Exercise directions: Check each line of the entries for the string "output". Report only how many lines have it.
════════
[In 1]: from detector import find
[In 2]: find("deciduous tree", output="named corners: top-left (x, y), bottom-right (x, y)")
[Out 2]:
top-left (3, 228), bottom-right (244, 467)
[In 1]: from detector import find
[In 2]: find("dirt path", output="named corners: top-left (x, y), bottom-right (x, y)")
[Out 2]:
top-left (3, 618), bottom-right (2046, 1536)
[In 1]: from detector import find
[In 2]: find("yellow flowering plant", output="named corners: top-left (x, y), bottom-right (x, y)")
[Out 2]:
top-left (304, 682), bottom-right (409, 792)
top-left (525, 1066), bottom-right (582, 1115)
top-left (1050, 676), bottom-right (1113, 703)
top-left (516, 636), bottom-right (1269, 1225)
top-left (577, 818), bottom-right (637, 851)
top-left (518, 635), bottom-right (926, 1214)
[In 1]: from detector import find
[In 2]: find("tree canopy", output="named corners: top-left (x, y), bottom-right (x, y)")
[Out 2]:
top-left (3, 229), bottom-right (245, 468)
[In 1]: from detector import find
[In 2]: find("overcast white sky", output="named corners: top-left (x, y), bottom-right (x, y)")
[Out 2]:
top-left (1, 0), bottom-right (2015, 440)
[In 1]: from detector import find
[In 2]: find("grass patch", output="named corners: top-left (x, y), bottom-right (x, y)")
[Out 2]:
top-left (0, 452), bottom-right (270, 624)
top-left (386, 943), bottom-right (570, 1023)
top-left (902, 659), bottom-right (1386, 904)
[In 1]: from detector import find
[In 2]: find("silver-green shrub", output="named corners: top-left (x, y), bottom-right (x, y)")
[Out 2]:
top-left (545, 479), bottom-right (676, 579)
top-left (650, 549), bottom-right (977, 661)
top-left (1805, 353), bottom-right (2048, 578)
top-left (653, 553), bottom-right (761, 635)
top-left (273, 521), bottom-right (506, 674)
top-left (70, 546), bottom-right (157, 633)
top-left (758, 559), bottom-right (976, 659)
════════
Problem solution: 7